■ **Page excerpt**
Note: When selecting a CRS for data over Antarctica, we recommend "EPSG:3031", which matches the data's native projection.
# Lazy load our filtered data
ant_ds = dc.load(
product="ga_s1_iw_hh_c0",
x=(ant_bbox.left, ant_bbox.right),
y=(ant_bbox.bottom, ant_bbox.top),
time=(ant_start_date, ant_end_date),
measurements=["HH", "mask"],
group_by="solar_day",
output_crs="EPSG:3031",
resolution=(20, -20),
dask_chunks={},
)
ant_ds
<xarray.Dataset> Size: 3MB
Dimensions: (time: 5, y: 374, x: 344)
Coordinates:
* time (time) datetime64[ns] 40B 2018-06-03T12:47:55.044581 ... 201...
* y (y) float64 3kB -1.296e+06 -1.296e+06 ... -1.288e+06 -1.288e+06
* x (x) float64 3kB 3.992e+05 3.992e+05 ... 3.924e+05 3.924e+05
spatial_ref int32 4B 3031
Data variables:
HH (time, y, x) float32 3MB dask.array<chunksize=(1, 374, 344), meta=np.ndarray>
mask (time, y, x) uint8 643kB dask.array<chunksize=(1, 374, 344), meta=np.ndarray>
Attributes:
crs: EPSG:3031
grid_mapping: spatial_refLoading data in memory¶
Once you have decided you are happy with the area of interest, crs, resolution, bands, etc., you can load data into memory using xarray's .compute operation.
This is valuable once you are ready to apply transformations to the data, or wish to visualise the data, as it will save needing to read the data into memory every time.
aus_ds = aus_ds.compute()
ant_ds = ant_ds.compute()
Transforming and visualising loaded data¶
The GA Sentinel-1 backscatter products are provided as linear gamma0 values. It is common to apply some transformations, such as masking, speckle filtering, and converting from linear scale to decibels. For collection 0, converting to other normalisation conventions (e.g. sigma0 and beta0) is not currently available.
If you need either sigma0 or beta0 for your work, please contact digitalearthantarctica@ga.gov.au with your request and information about your application to provide context about why you need an alternative normalisation convention. This helps us understand demand for these products, which may influence if we deliver them in future.
Visualising¶
To see the full timeseries for a particular band, the following plotting command can be used:
Australia¶
The dark areas are the two lakes.
aus_ds.VV.plot.imshow(col="time", col_wrap=3, robust=True, cmap="Greys_r")
<xarray.plot.facetgrid.FacetGrid at 0x7f643d70e6e0>
Antarctica¶
The dark area corresponds to the glacier. The bright segments are likely due to layover as there is significant terrain in this region.
ant_ds.HH.plot.imshow(col="time", col_wrap=3, robust=True, cmap="Greys_r")
<xarray.plot.facetgrid.FacetGrid at 0x7f642744d4e0>
Speckle filtering¶
Speckle filtering aims to reduce noise present in SAR images. One filter that is commonly applied is the Lee filter. We have supplied a python file that contains the Lee filter definition, as well as a function to apply it to xarrays.
In the two examples below, we use a window value of 5 pixels. Due to the Antarctic example being a smaller area, it appears more blurred than the Australian example.

■ **Given records**
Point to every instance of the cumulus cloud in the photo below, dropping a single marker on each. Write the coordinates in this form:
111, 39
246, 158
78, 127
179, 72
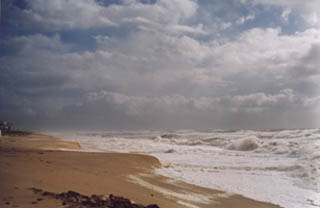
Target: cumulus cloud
162, 68
310, 10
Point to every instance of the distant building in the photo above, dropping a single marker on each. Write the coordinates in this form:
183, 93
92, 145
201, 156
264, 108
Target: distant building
5, 127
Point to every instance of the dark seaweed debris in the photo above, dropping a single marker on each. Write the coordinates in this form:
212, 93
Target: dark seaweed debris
72, 199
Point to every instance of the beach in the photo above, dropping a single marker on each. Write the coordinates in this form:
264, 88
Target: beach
36, 161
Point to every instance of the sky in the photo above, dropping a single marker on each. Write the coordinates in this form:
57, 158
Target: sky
160, 64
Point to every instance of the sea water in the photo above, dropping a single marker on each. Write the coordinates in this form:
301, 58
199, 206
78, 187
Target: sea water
277, 166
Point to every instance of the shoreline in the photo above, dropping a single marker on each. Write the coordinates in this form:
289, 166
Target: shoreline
35, 161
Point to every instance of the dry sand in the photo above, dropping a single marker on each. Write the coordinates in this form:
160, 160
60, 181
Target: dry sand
34, 161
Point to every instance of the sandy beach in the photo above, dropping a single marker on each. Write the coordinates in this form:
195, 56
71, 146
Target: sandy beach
36, 161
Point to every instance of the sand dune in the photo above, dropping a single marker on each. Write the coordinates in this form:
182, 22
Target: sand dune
34, 161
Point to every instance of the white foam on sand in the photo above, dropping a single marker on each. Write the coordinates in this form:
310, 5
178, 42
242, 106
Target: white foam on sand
280, 167
187, 197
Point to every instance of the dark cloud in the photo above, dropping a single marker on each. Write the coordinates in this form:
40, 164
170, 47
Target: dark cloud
157, 64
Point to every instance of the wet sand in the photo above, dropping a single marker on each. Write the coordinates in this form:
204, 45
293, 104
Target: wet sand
35, 161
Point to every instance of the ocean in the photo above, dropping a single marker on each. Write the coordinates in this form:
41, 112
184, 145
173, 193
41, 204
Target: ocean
277, 166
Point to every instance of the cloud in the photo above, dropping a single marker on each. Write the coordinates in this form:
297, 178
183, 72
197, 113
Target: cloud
159, 66
59, 15
310, 10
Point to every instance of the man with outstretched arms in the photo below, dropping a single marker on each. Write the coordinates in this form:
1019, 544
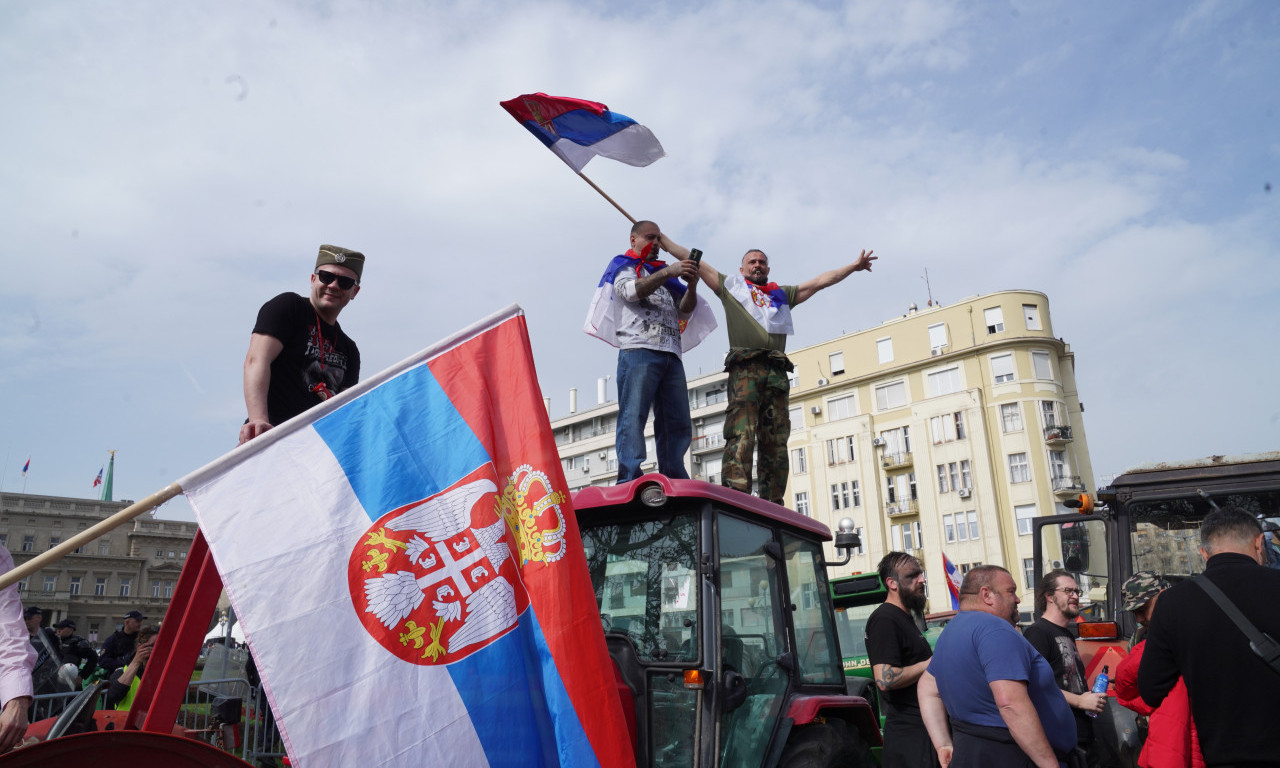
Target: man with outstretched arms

■ **Task description**
Please continue the Sentinel-1 backscatter tutorial, starting right after its final sentence.

■ **Reply**
from speckle_filters import apply_lee_filter
We also define a plotting function that allows us to compare the filtered and unfiltered bands:
def compare_bands_plot(ds, time_index, band1, band2, cmap="Greys_r"):
ds_timestep = ds.isel(time=time_index)
fig, axes = plt.subplots(1, 2, figsize=(10, 5))
ds_timestep[band1].plot(ax=axes[0], cmap=cmap, robust=True)
ds_timestep[band2].plot(ax=axes[1], cmap=cmap, robust=True)
plt.tight_layout()
plt.show()
Australia¶
In this example, we apply the Lee filter using a uniform filter window size of 5 pixels.
aus_ds["VV_filtered"] = apply_lee_filter(aus_ds.VV, size=5)
compare_bands_plot(ds=aus_ds, time_index=0, band1="VV", band2="VV_filtered")
Antarctica¶
In this example, we apply the Lee filter using a uniform filter window size of 5 pixels.
ant_ds["HH_filtered"] = apply_lee_filter(ant_ds.HH, size=5)
compare_bands_plot(ds=ant_ds, time_index=0, band1="HH", band2="HH_filtered")
Masking¶
The GA Sentinel-1 backscatter product comes with a mask that indicates invalid pixels, along with pixels impacted by layover and shadow.
The masks have the following values:
| Value | Property |
|---|---|
| 0 | Valid |
| 1 | Shadow |
| 2 | Layover |
| 3 | Shadow and layover |
| 255 / NaN | Invalid |
The following code displays the masks and shows how to apply them.
Australia¶
Viewing the masks for each observation, there is very little layover or shadow in this area. This is consistent with there not being much terrain in the chosen area.
aus_ds.mask.plot.imshow(
col="time",
col_wrap=3,
levels=[-0.5, 0.5, 1.5, 2.5, 3.5],
cbar_kwargs={'ticks': [0, 1, 2, 3]}
)
<xarray.plot.facetgrid.FacetGrid at 0x7f643c5954e0>
Applying the mask¶
To apply the mask, we use xarray's where function, which takes the condition, followed by the values to keep if the condition is true, followed by the values to use if the condition is false.
The following code creates a new band, VV_filtered_masked, that keeps the original VV_filtered values where the mask is equal to 0, and replaces values with NaN otherwise.
For plotting, this time we use a non-grey colour bar to make the effect of the masking more obvious (although there is little masking in this scene).
aus_ds["VV_filtered_masked"] = xr.where(aus_ds.mask==0, aus_ds.VV_filtered, np.nan)
aus_ds.VV_filtered_masked.isel(time=0).plot.imshow(robust=True)
<matplotlib.image.AxesImage at 0x7f643cb23910>
Antarctica¶
There is significant terrain in the region that may introducing bright and dark artifacts from layover and shadow. Viewing the mask shows there are multiple areas flagged as affected by layover, and it is important to replace these values with no-data (NaN) before continuing with any analysis.
ant_ds.mask.plot.imshow(
col="time",
col_wrap=3,
levels=[-0.5, 0.5, 1.5, 2.5, 3.5],
cbar_kwargs={'ticks': [0, 1, 2, 3]}
)
<xarray.plot.facetgrid.FacetGrid at 0x7f6427a2ea40>
Applying the mask¶
To apply the mask, we use xarray's where function, which takes the condition, followed by the values to keep if the condition is true, followed by the values to use if the condition is false.
The following code creates a new band, HH_filtered_masked, that keeps the original HH_filtered values where the mask is equal to 0, and replaces values with NaN otherwise.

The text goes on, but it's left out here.